=== Stated problem 1 ===
In the forum question about reparametrizing the relativistic particle action, where does the poster say the correct transformation of $e(\tau)$ is written?
=== Stated problem 2 ===
In the forum question about reparametrizing the relativistic particle action, condense the paragraph beginning "The right transformation are written" into a shorter version that keeps its main facts.
=== Stated problem 3 ===
Reproduce the passage of the forum question about reparametrizing the relativistic particle action starting at "Of course we" and ending at "the same transformation.".

=== Selected extract ===
◇ ◇ ◇

The action of a free relativistic particles can be given by $$S=\frac{1}{2}\int d\tau \left(e^{-1}(\tau)g_{\mu\nu}(X)X^\mu(\tau)X^\nu(\tau)-e(\tau)m^2\right).$$ If we then make an infinitesimal transformation of the parametrization parameter $\tau$ this would be $$\tau\to\tau^\prime=\tau-\eta(\tau),$$ for an infinitesimal parameter $\eta(\tau)$.
Of course we can describe the system as it pleases us so we know that $$X^{\mu^\prime}(\tau^\prime)=X^\mu(\tau).$$ From this relation we see that $X^{\mu^\prime}(\tau)$ must be $$X^{\mu^\prime}(\tau) \approxeq X^{\mu^\prime}(\tau^\prime+\eta(\tau)) \approxeq X^{\mu^\prime}(\tau^\prime)+\eta(\tau)\frac{d X^{\mu^\prime}(\tau^\prime)}{d\tau^\prime} \approxeq X^{\mu}(\tau)+\eta(\tau)\frac{d X^{\mu}(\tau)}{d\tau}$$ Which all can be summarized as $$\delta X^{\mu}(\tau)=X^{\mu^\prime}(\tau)-X^{\mu}(\tau)=\eta(\tau)\frac{d X^{\mu}(\tau)}{d\tau}.$$ Now this is all well I hope. But if one does the same argument for $e(\tau)$ one gets the wrong transformation. It is a scalar function so it has to obey $$e^\prime(\tau^\prime)=e(\tau).$$ Which would give the same transformation.
The right transformation are written in David Tong's lectures on string theory on page 13, eq. 1.10. The transformation is $$\delta e(\tau)=\frac{d}{d\tau}\left(\eta(\tau) e(\tau)\right).$$ Could someone show me how this is done and elaborate a little on how one knows how different object transforms?

◇ ◇ ◇

=== Provided information ===
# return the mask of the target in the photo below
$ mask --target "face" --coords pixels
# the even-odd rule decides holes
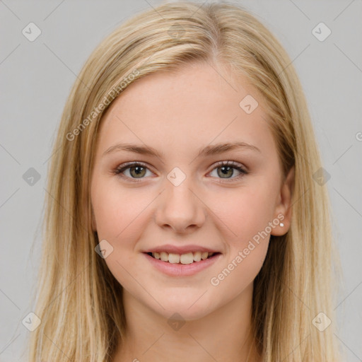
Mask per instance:
[[[113,102],[98,136],[92,222],[106,240],[105,261],[124,298],[165,317],[196,320],[250,293],[270,235],[289,226],[288,184],[262,100],[221,71],[190,64],[137,81]],[[249,114],[239,105],[247,95],[259,103]],[[250,146],[212,147],[234,143]],[[190,249],[197,260],[196,252],[217,253],[185,264],[146,254],[187,254],[188,263]]]

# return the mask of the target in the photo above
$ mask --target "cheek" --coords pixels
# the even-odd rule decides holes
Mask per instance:
[[[231,247],[243,248],[249,240],[265,230],[273,217],[272,199],[270,187],[257,182],[238,191],[228,190],[218,197],[215,214],[223,221]]]
[[[151,200],[149,192],[124,189],[114,181],[95,180],[92,205],[98,237],[115,243],[127,238],[137,226],[139,229],[143,211]]]

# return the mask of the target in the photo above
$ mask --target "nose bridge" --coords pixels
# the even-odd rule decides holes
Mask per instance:
[[[165,188],[157,211],[156,220],[160,226],[168,224],[183,230],[204,221],[203,204],[197,197],[192,176],[176,167],[167,175]]]

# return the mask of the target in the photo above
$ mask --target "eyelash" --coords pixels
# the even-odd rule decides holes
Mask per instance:
[[[113,170],[113,173],[123,179],[126,179],[127,180],[129,180],[129,179],[132,180],[132,181],[130,181],[131,182],[139,182],[142,180],[142,178],[144,178],[144,177],[136,180],[136,179],[134,179],[132,177],[129,177],[128,176],[124,176],[122,174],[123,171],[127,170],[128,168],[131,168],[132,167],[136,167],[136,166],[141,166],[144,168],[148,169],[147,165],[141,162],[131,162],[131,163],[126,163],[122,166],[117,167],[115,170]],[[240,179],[241,177],[243,177],[244,176],[244,175],[247,175],[247,173],[249,173],[247,171],[246,171],[245,170],[242,168],[240,165],[238,165],[238,164],[236,163],[235,161],[220,161],[216,163],[216,167],[214,167],[211,170],[211,172],[214,170],[215,170],[216,168],[218,168],[224,167],[224,166],[232,166],[233,168],[238,170],[238,171],[240,172],[241,173],[236,177],[233,177],[231,179],[221,179],[221,178],[220,180],[221,180],[221,181],[219,181],[219,182],[221,183],[233,182],[238,180]],[[224,180],[226,181],[225,181]]]

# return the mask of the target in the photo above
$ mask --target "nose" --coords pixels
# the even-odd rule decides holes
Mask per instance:
[[[156,221],[161,228],[185,233],[200,228],[206,217],[206,206],[192,187],[192,177],[180,185],[165,180],[165,189],[158,198]]]

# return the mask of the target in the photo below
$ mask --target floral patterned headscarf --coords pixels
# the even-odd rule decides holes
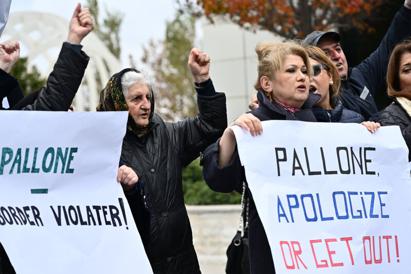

◇ ◇ ◇

=== Exercise response 1 ===
In David Tong's lectures on string theory, on page 13, eq. 1.10.

=== Exercise response 2 ===
David Tong's string theory lectures (page 13, eq. 1.10) give the correct transformation as $$\delta e(\tau)=\frac{d}{d\tau}\left(\eta(\tau) e(\tau)\right).$$ The poster asks for a derivation of it and for an explanation of how to know how different objects transform.

=== Exercise response 3 ===
Of course we can describe the system as it pleases us so we know that $$X^{\mu^\prime}(\tau^\prime)=X^\mu(\tau).$$ From this relation we see that $X^{\mu^\prime}(\tau)$ must be $$X^{\mu^\prime}(\tau) \approxeq X^{\mu^\prime}(\tau^\prime+\eta(\tau)) \approxeq X^{\mu^\prime}(\tau^\prime)+\eta(\tau)\frac{d X^{\mu^\prime}(\tau^\prime)}{d\tau^\prime} \approxeq X^{\mu}(\tau)+\eta(\tau)\frac{d X^{\mu}(\tau)}{d\tau}$$ Which all can be summarized as $$\delta X^{\mu}(\tau)=X^{\mu^\prime}(\tau)-X^{\mu}(\tau)=\eta(\tau)\frac{d X^{\mu}(\tau)}{d\tau}.$$ Now this is all well I hope. But if one does the same argument for $e(\tau)$ one gets the wrong transformation. It is a scalar function so it has to obey $$e^\prime(\tau^\prime)=e(\tau).$$ Which would give the same transformation.